**TASKS TO CARRY OUT:**
**A)** Write out the part of the patch review email about perf bench memory chunking starting with "In-Reply-To: <20250710005926.1159009-8-ankur.a.arora@oracle.com>" and going on through "being operated on.".
**B)** Write what comes next in the patch review email about perf bench memory chunking, picking up right after its final line.

**SOURCE DOCUMENT:**
From: Namhyung Kim <namhyung@kernel.org>
To: Ankur Arora <ankur.a.arora@oracle.com>
Cc: linux-kernel@vger.kernel.org, linux-mm@kvack.org, x86@kernel.org,
akpm@linux-foundation.org, david@redhat.com, bp@alien8.de,
dave.hansen@linux.intel.com, hpa@zytor.com, mingo@redhat.com,
mjguzik@gmail.com, luto@kernel.org, peterz@infradead.org,
acme@kernel.org, tglx@linutronix.de, willy@infradead.org,
raghavendra.kt@amd.com, boris.ostrovsky@oracle.com,
konrad.wilk@oracle.com
Subject: Re: [PATCH v5 07/14] perf bench mem: Allow chunking on a memory region
Date: Tue, 15 Jul 2025 13:17:26 -0700 [thread overview]
Message-ID: <aHa3VgRA8qm8U9my@google.com> (raw)
In-Reply-To: <20250710005926.1159009-8-ankur.a.arora@oracle.com>
On Wed, Jul 09, 2025 at 05:59:19PM -0700, Ankur Arora wrote:
> There can be a significant gap in memset/memcpy performance depending
> on the size of the region being operated on.
>
> With chunk-size=4kb:
>
> $ echo madvise > /sys/kernel/mm/transparent_hugepage/enabled
>
> $ perf bench mem memset -p 4kb -k 4kb -s 4gb -l 10 -f x86-64-stosq
> # Running 'mem/memset' benchmark:
> # function 'x86-64-stosq' (movsq-based memset() in arch/x86/lib/memset_64.S)

**DATA EXTRACT:**
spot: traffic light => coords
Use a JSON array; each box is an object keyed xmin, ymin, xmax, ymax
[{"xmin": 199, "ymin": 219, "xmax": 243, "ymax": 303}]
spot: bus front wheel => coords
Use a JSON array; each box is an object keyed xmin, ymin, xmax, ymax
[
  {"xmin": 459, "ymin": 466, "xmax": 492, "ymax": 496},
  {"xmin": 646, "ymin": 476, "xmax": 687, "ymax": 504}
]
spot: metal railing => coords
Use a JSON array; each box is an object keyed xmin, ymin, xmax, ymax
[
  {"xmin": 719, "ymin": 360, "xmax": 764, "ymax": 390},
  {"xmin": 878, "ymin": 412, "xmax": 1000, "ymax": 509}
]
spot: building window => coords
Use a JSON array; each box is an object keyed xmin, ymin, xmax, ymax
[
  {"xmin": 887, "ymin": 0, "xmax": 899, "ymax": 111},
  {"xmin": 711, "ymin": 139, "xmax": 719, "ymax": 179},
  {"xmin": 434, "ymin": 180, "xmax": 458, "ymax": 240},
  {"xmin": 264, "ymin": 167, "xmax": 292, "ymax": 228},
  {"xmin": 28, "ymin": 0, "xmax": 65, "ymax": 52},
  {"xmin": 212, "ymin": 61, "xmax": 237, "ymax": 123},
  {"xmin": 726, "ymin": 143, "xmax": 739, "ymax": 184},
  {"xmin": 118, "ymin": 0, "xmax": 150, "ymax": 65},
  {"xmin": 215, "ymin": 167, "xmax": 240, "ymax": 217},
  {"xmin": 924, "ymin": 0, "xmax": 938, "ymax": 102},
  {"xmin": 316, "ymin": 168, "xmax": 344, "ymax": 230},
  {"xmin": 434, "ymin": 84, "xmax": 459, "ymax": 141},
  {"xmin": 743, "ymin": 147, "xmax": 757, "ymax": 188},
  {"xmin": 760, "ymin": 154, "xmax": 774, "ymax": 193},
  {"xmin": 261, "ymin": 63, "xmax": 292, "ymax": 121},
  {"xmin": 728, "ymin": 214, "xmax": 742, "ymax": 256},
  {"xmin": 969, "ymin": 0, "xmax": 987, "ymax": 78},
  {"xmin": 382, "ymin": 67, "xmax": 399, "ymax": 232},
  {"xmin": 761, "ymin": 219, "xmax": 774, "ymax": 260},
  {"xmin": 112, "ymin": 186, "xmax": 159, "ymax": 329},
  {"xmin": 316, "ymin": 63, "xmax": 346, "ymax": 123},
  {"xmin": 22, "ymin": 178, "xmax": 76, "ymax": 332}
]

**FINAL RESULTS:**
**A)**
In-Reply-To: <20250710005926.1159009-8-ankur.a.arora@oracle.com>
On Wed, Jul 09, 2025 at 05:59:19PM -0700, Ankur Arora wrote:
> There can be a significant gap in memset/memcpy performance depending
> on the size of the region being operated on.

**B)**
> # Copying 4gb bytes ...
>
> 13.011655 GB/sec
>
> With chunk-size=1gb:
>
> $ echo madvise > /sys/kernel/mm/transparent_hugepage/enabled
>
> $ perf bench mem memset -p 4kb -k 1gb -s 4gb -l 10 -f x86-64-stosq
> # Running 'mem/memset' benchmark:
> # function 'x86-64-stosq' (movsq-based memset() in arch/x86/lib/memset_64.S)
> # Copying 4gb bytes ...
>
> 21.936355 GB/sec
>
> So, allow the user to specify the chunk-size.
>
> The default value is identical to the total size of the region, which
> preserves current behaviour.
>
> Signed-off-by: Ankur Arora <ankur.a.arora@oracle.com>
Again, please update the documentation. With that,
Reviewed-by: Namhyung Kim <namhyung@kernel.org>
Thanks,
Namhyung
> ---
> tools/perf/bench/mem-functions.c | 20 ++++++++++++++++++--
> 1 file changed, 18 insertions(+), 2 deletions(-)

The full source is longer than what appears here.